Problem description: Reproduce every line of the records, requests included, starting at the start of the records and ending at the line that contains "188 37 L 184". Shift each number in the answer SVG markup (viewBox values and path coordinates) up by 4, and leave the requests and their format samples unchanged.

Exercise inputs:
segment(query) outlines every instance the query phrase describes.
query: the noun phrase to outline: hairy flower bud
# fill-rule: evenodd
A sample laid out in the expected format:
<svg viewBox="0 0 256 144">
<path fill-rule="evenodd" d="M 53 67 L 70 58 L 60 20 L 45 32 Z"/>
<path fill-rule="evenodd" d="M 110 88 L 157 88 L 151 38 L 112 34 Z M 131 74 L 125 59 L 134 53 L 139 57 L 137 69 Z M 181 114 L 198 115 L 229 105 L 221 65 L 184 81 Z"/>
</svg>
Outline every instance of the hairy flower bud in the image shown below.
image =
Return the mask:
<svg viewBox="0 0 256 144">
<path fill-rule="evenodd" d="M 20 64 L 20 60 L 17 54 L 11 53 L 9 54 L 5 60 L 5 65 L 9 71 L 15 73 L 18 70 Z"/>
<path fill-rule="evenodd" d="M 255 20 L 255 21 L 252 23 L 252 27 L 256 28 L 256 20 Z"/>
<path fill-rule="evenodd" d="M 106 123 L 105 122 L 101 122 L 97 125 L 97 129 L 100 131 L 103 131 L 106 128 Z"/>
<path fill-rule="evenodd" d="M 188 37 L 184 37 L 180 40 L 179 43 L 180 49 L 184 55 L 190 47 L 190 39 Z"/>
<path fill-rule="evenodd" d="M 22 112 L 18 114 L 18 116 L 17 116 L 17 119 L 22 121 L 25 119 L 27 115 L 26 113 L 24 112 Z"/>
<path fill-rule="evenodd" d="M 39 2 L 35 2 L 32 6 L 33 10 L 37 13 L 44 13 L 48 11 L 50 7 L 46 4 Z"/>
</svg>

Full output:
segment(query) outlines every instance the query phrase describes.
query: the noun phrase to outline: hairy flower bud
# fill-rule: evenodd
A sample laid out in the expected format:
<svg viewBox="0 0 256 144">
<path fill-rule="evenodd" d="M 53 67 L 70 58 L 60 20 L 45 32 Z"/>
<path fill-rule="evenodd" d="M 110 88 L 157 88 L 151 38 L 112 34 Z M 131 74 L 125 59 L 134 53 L 139 57 L 137 69 Z M 181 114 L 198 115 L 229 105 L 221 65 L 184 81 Z"/>
</svg>
Outline every instance of the hairy flower bud in the image shown below.
image =
Return the mask:
<svg viewBox="4 4 260 148">
<path fill-rule="evenodd" d="M 24 68 L 24 64 L 21 58 L 15 57 L 13 58 L 9 64 L 9 69 L 13 75 L 19 77 L 22 74 Z"/>
<path fill-rule="evenodd" d="M 259 24 L 259 25 L 256 27 L 256 31 L 260 32 L 260 24 Z"/>
<path fill-rule="evenodd" d="M 110 127 L 109 126 L 105 126 L 101 129 L 101 133 L 104 135 L 107 135 L 110 132 Z"/>
<path fill-rule="evenodd" d="M 192 41 L 188 41 L 184 44 L 183 47 L 184 53 L 188 59 L 194 51 L 194 43 Z"/>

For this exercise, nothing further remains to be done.